İşletmeler ekonominin can damarıdır, ancak aynı zamanda kirliliğe de önemli ölçüde katkıda bulunmaktadırlar.
Döngüsel ekonomi kavramı son zamanlarda büyük ilgi görmeye başladı. Eğer işinizi gerçekten sürdürülebilir kılmayı hedefliyorsanız, döngüsel ekonomi ilkelerini benimsemeniz şart. Bu, planlı eskitmeden ve hızla modası geçen ucuz ürünler üretmekten uzaklaşmak anlamına geliyor. Bunun yerine onarmak, yeniden kullanmak, geri dönüştürmek gibi uygulamalara çaba harcamamız gerekiyor.
Ancak büyümenin her şeyden önemli olduğu iş dünyasında döngüsel ekonomi gerçekten ne anlama geliyor? İşletmeler, kârlılıklarından ödün vermeden çevresel etkilerini nasıl en aza indirebilirler? Gezegenin refahının kârdan önce gelmesi gerektiği doğru olsa da işletmelerin önemini de kabul etmek gerekir. Sağlıklı ve işlevsel bir ekonomi, toplumun genel refahı için hayati önem taşımaktadır. Tedarik zincirleri pandemi sonrası zaten büyük bir baskı altında ve yaklaşan bir mali krizle ilgili endişeler var. Bu zorluklar göz önüne alındığında, hangi adımlar atılmalıdır? İşletmeleri iflasa sürüklemeden üretim israfını etkili bir şekilde nasıl azaltabiliriz?
Döngüsel ekonomi, üretim ve iş dünyasında atıkların kontrolü ve azaltılmasına yönelik sistematik bir yaklaşımdır. Temel fikir, kullanılamaz hale geldiklerinde yeniden kullanılabilecek, azaltılabilecek veya geri dönüştürülebilecek ürünlerin tasarlanmasıdır. Daha sonra bu ürünler bir şekilde tekrar üretime dahil edilebilir, böylece malzemeler atık olarak kalmamış olur.

■ **Veri Listesi**

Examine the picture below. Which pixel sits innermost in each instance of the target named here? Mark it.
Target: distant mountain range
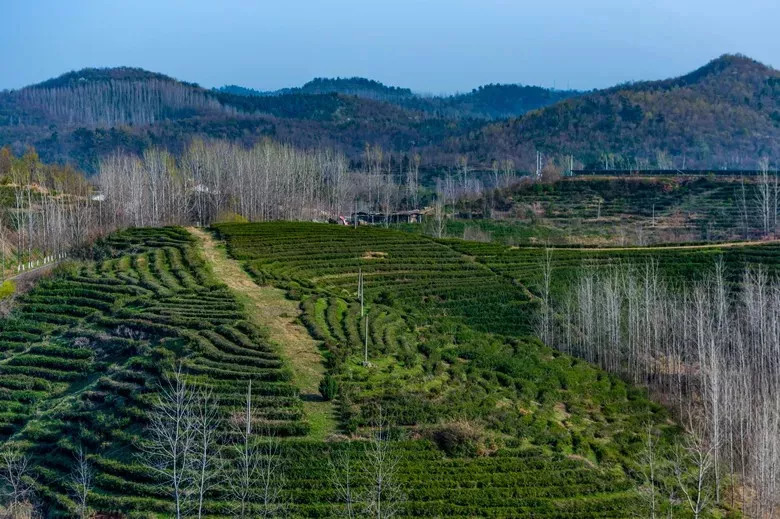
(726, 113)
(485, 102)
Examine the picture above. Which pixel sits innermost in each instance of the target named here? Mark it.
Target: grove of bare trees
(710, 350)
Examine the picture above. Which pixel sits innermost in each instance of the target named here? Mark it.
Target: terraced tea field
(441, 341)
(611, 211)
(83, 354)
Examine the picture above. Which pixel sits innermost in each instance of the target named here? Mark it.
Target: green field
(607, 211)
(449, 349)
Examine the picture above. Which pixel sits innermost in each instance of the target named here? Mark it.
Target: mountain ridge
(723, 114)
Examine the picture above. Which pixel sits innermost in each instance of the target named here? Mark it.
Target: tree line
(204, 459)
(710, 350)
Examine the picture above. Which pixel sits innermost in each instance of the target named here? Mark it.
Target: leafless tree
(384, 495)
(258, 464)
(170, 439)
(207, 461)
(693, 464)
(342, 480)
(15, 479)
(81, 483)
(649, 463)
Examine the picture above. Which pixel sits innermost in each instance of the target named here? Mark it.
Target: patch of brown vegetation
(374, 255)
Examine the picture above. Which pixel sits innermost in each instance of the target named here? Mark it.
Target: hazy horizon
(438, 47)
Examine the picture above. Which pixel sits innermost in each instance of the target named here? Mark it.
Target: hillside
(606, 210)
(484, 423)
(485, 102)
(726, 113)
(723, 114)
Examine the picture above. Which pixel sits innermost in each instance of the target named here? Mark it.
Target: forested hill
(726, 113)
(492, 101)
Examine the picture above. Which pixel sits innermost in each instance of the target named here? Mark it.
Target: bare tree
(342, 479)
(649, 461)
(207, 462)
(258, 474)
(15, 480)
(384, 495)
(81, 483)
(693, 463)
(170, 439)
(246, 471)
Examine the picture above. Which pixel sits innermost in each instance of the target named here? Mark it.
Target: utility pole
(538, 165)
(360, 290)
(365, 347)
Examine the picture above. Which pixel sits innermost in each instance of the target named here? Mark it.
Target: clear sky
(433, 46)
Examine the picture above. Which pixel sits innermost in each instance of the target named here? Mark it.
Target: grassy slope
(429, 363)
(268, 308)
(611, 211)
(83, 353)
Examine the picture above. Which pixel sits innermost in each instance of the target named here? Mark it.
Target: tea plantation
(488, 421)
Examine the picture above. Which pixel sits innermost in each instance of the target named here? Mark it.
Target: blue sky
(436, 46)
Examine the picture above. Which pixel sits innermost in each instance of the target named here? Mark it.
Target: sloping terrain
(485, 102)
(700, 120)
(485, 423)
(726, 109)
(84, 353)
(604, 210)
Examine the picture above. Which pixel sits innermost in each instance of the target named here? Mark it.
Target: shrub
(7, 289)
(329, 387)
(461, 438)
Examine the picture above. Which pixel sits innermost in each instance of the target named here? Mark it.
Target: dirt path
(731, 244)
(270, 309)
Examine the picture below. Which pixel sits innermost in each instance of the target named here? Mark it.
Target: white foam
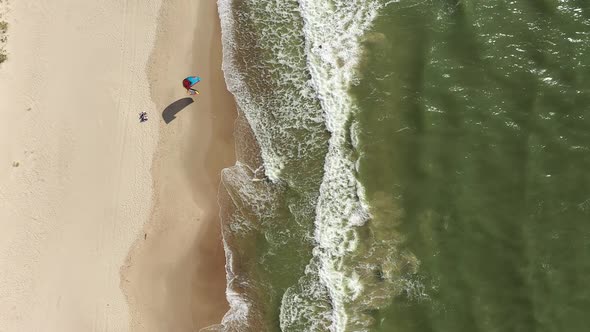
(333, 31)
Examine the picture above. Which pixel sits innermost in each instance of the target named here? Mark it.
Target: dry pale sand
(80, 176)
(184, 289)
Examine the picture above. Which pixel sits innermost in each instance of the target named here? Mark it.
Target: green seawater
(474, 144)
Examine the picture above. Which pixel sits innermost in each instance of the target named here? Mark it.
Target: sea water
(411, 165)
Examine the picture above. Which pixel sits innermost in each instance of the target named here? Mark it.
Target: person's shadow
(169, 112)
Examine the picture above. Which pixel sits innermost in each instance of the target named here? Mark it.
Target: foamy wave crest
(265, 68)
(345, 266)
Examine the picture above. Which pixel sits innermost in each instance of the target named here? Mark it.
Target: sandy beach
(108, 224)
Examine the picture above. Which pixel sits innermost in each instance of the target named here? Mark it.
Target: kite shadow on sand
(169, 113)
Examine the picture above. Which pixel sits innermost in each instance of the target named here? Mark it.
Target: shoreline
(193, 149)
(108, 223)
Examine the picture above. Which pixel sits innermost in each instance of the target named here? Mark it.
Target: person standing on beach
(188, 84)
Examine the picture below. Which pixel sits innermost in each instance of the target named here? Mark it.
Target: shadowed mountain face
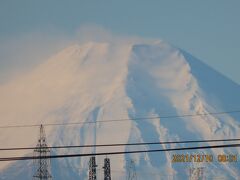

■ **Alıştırmalar**
**1.** Döngüsel ekonomi metninde "Döngüsel ekonomi, üretim" sözcüklerini içeren ifadeyle açılıp "olarak kalmamış olur." ile kapanan bölümü aynen aktarın.
**2.** Döngüsel ekonomi metnine göre döngüsel ekonominin temel fikri nedir?
**3.** Döngüsel ekonomi metnini son cümlesinden sonrasını yazarak sürdürün.

■ **Alıştırma Cevapları**
**1.**
Döngüsel ekonomi, üretim ve iş dünyasında atıkların kontrolü ve azaltılmasına yönelik sistematik bir yaklaşımdır. Temel fikir, kullanılamaz hale geldiklerinde yeniden kullanılabilecek, azaltılabilecek veya geri dönüştürülebilecek ürünlerin tasarlanmasıdır. Daha sonra bu ürünler bir şekilde tekrar üretime dahil edilebilir, böylece malzemeler atık olarak kalmamış olur.

**2.** Kullanılamaz hale geldiklerinde yeniden kullanılabilecek, azaltılabilecek veya geri dönüştürülebilecek ürünlerin tasarlanmasıdır.

**3.**
Döngüsel ekonomi üç ana ilke üzerinde çalışır: artık atık veya kirlilik üretmeyen üretim sistemleri oluşturmak; sınırlı uygulanabilirliğe sahip malzemeler yerine yeniden kullanım değerlerine göre malzeme seçmek ve yenilenebilir güç kaynakları ve malzemeler kullanmak.
Pratikte bu, çevreye toksin veya karbon salımı yaratmayan temiz üretim süreçlerinin kullanılması, dayanıklı ve kullanım süresi sona erdikten sonra geri dönüştürülebilen malzemelerin kullanılması ve yenilenebilir güç kaynaklarının ve güvenli bir şekilde geri dönüştürülebilen biyo-bazlı malzemelerin (örneğin, bambu gibi) üretim malzemeleri olarak kullanılması anlamına gelir.
Doğrusal ekonomiden döngüsel ekonomiye geçmenin, çevresel faydalarından bağımsız olarak, kendinize ve müşterilerinize para tasarrufu sağlamak veya daha az 'bilinçli işten ayrılma' sayesinde personeli elde tutmak gibi birçok ticari faydası var.
Döngüsel ekonomi, doğrusal ekonominin standart al-yap-at (take-make-waste) tarzından daha pahalı ve zaman alıcı gibi görünse de dünyadaki kaynakların sınırlı olduğu gerçeğine saygı duyduğu için uzun vadede daha faydalıdır.
Küresel atık büyük bir sorundur. Hızlı moda ve teknolojiden kaynaklanan milyonlarca ton atık her yıl çöpe atılıyor ve bu sadece insanlar ve çevre için kötü olmakla kalmıyor, aynı zamanda mevcut kaynakların utanç verici bir şekilde israf edilmesi anlamına da geliyor.
Afrika'ya yapılan e-atık boşaltımı gibi, zengin ülkelerin atıklarını daha yoksul ülkelere boşaltması uzun zamandır bir ciddi sorun teşkil ediyor. Ancak bu problemden daha da kötüsü, atık sayılan bu malzemelerin yeniden değerlendirilebileceği gerçeğidir. Bu durum, elektrikli araçlar gibi diğer çevresel çözümleri tehlikeye atan kaynak kıtlığı bağlamında ele alındığında daha da çarpıcı hale gelmekte.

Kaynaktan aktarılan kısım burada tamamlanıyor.